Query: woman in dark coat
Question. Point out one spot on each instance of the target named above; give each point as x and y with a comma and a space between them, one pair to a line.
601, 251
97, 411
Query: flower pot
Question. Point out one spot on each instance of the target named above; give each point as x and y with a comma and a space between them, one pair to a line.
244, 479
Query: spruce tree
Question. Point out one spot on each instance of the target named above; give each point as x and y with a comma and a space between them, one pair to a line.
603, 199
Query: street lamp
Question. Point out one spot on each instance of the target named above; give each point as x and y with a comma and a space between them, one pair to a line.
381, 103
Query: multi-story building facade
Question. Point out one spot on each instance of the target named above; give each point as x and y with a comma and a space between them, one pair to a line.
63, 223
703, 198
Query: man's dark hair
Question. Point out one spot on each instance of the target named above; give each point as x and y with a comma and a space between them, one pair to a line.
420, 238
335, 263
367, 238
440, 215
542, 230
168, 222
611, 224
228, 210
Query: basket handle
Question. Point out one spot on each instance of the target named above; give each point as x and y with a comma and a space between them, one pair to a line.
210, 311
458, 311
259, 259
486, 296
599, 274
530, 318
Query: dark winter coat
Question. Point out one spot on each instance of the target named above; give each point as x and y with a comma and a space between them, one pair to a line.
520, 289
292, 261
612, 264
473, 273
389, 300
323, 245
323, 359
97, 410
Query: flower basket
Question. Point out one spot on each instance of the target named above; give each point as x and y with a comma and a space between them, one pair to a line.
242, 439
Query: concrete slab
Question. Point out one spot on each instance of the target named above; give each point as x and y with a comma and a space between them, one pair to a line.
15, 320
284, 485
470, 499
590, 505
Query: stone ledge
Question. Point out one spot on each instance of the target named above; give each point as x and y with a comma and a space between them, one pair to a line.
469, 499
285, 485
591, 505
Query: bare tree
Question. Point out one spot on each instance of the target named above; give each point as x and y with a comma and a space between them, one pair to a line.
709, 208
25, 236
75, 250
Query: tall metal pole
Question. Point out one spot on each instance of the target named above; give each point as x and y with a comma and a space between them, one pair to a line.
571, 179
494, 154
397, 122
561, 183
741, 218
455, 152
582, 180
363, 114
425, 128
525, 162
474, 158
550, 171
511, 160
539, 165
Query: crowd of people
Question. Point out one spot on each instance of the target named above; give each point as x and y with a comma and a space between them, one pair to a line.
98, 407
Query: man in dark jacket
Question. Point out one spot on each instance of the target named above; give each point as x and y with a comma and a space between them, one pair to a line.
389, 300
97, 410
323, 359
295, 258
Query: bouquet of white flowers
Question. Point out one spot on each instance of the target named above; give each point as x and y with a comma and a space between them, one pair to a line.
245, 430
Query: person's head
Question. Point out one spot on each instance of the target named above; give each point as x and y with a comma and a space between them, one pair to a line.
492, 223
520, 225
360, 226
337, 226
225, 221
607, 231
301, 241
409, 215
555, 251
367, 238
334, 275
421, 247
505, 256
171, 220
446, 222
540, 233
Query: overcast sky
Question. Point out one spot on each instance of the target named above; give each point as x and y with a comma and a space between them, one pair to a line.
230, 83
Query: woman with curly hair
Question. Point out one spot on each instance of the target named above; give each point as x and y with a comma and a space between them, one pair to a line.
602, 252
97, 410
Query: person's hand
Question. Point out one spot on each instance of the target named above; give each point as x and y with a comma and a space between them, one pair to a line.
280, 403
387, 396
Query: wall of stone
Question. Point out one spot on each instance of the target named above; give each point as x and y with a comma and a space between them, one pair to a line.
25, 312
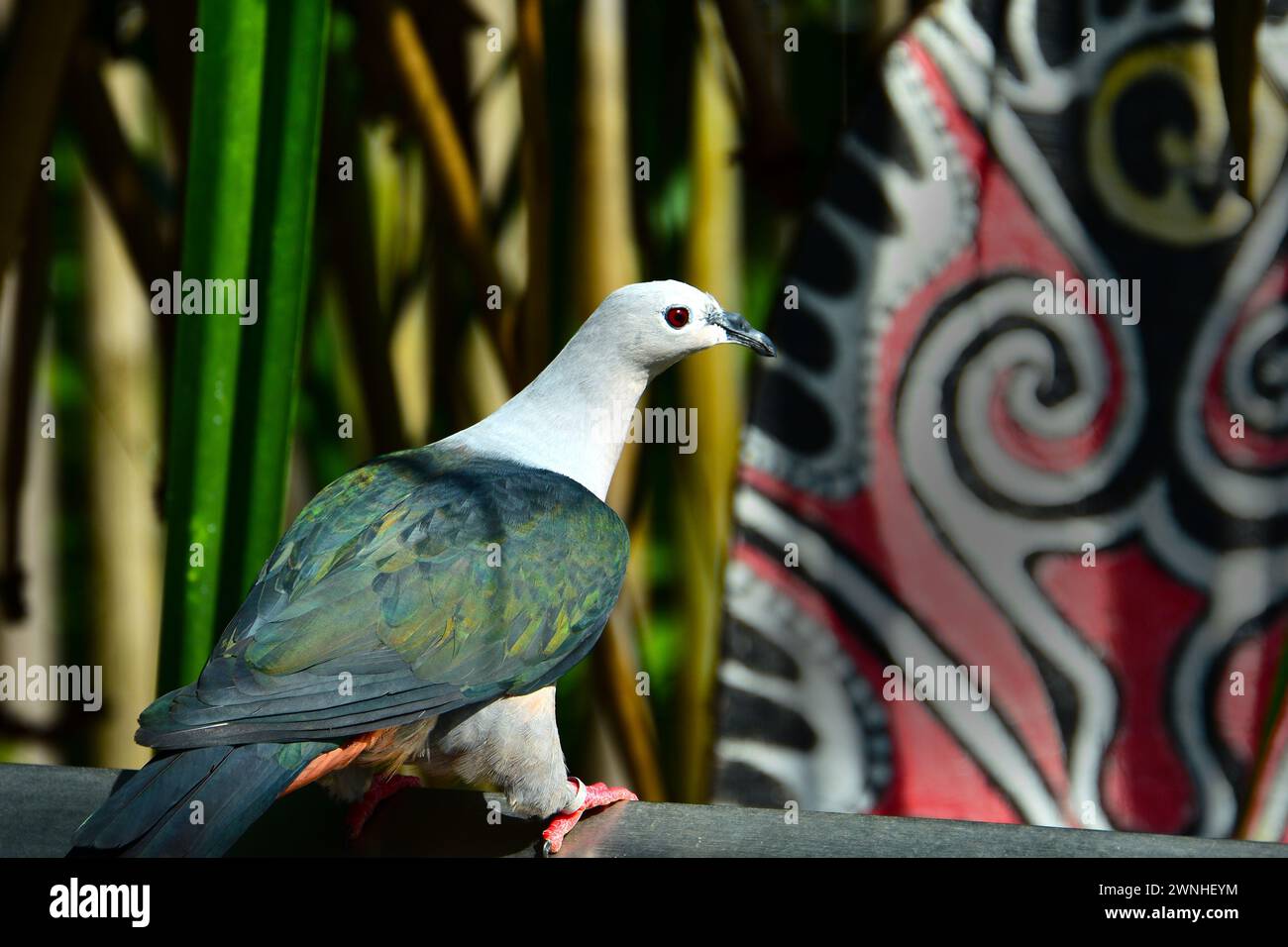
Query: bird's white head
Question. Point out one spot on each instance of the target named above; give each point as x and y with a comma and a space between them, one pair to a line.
657, 324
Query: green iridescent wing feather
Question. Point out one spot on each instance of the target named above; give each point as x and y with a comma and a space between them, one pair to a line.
420, 582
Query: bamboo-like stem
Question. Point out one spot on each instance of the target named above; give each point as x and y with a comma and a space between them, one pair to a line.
40, 46
29, 322
447, 161
147, 231
125, 538
606, 258
218, 222
351, 253
773, 154
708, 381
535, 157
284, 182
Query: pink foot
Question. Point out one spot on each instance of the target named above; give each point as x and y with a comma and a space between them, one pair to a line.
381, 788
596, 795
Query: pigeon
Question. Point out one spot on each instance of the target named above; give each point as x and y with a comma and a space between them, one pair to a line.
420, 609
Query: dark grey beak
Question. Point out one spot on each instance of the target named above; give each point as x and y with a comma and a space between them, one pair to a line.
741, 331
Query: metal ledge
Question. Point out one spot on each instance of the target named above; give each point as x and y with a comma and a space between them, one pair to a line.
40, 806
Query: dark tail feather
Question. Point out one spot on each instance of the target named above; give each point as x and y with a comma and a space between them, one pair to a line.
154, 813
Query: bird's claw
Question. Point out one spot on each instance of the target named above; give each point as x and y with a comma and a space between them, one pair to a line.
596, 795
381, 788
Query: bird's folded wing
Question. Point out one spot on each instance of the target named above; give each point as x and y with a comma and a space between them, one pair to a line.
413, 585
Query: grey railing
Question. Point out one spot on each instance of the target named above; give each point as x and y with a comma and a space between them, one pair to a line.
40, 808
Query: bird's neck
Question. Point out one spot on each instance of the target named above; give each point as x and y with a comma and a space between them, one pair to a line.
572, 419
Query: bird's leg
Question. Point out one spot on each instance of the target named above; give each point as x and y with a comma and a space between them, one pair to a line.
588, 797
381, 788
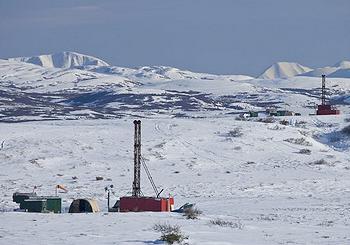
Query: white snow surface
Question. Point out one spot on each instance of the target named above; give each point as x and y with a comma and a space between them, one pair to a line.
284, 70
62, 60
257, 180
250, 173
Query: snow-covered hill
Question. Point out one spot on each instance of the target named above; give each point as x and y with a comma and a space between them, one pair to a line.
278, 180
62, 60
97, 90
284, 70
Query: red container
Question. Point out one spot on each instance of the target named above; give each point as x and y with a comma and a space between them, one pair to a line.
327, 110
143, 204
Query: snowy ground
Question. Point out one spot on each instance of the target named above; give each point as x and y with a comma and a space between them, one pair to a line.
250, 173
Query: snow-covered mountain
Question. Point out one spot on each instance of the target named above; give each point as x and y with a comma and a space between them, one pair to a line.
98, 90
284, 70
62, 60
341, 69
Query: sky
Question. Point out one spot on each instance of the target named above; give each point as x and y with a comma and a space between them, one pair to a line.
214, 36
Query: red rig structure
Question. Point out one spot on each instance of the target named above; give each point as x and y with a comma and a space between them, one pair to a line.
137, 202
325, 108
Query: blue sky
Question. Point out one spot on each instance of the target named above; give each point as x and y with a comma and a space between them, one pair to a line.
216, 36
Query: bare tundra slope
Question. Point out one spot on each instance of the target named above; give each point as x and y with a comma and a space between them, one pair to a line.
277, 184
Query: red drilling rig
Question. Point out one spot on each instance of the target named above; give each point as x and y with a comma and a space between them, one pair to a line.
137, 202
325, 108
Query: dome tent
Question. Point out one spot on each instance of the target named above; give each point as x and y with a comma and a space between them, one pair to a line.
84, 206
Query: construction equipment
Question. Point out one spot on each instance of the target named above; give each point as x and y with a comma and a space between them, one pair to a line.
137, 202
325, 108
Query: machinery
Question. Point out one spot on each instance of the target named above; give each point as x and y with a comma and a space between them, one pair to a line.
137, 202
325, 108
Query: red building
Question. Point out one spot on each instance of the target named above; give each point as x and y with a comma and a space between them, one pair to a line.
144, 204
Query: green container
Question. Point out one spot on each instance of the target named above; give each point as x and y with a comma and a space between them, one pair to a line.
42, 204
54, 204
19, 197
34, 205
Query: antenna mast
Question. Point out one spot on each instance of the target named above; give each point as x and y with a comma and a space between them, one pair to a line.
136, 189
323, 97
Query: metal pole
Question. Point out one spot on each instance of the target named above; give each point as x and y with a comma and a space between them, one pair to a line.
323, 98
136, 189
108, 200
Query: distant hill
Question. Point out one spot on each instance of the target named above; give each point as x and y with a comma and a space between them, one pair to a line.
62, 60
284, 70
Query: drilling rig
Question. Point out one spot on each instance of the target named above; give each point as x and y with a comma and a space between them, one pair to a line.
137, 202
325, 108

▬▬▬

**Requirement**: Transcribe only the trailing portion of the entries above: the line that contains "Query: antenna mast" and each line after it.

**Answer for this exercise**:
Query: antenna mast
Question. Point out one spot on each instance of the target named above; give each point as x and y with a comma and a space between them, one pair to a line.
136, 189
323, 97
Query: metal pole
Question. Point out one spot on each instance of the target named above; give each point as x and y with a comma and a space between them, one pair to a line.
323, 98
136, 189
108, 200
Query: distant hill
Question. Point out one spot on each instance of the target named above; give each point as x and y with a comma and a space between them, one pair to a line.
62, 60
284, 70
Query: drilling rig
Question. Point out one spot on each instance of the target named above; give each point as x and y with a comma and a space between them, one pair to a line.
137, 202
325, 108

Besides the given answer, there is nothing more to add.